**EXERCISE**
Reproduce the whole of the data exactly.

**Natural language region descriptions**
►

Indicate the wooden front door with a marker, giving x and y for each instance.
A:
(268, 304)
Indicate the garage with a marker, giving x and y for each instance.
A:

◄

**RESULT BELOW**
Indicate the wooden front door with a marker, giving x and y for each instance.
A:
(268, 304)
Indicate the garage with a marker, giving x and y for each instance.
A:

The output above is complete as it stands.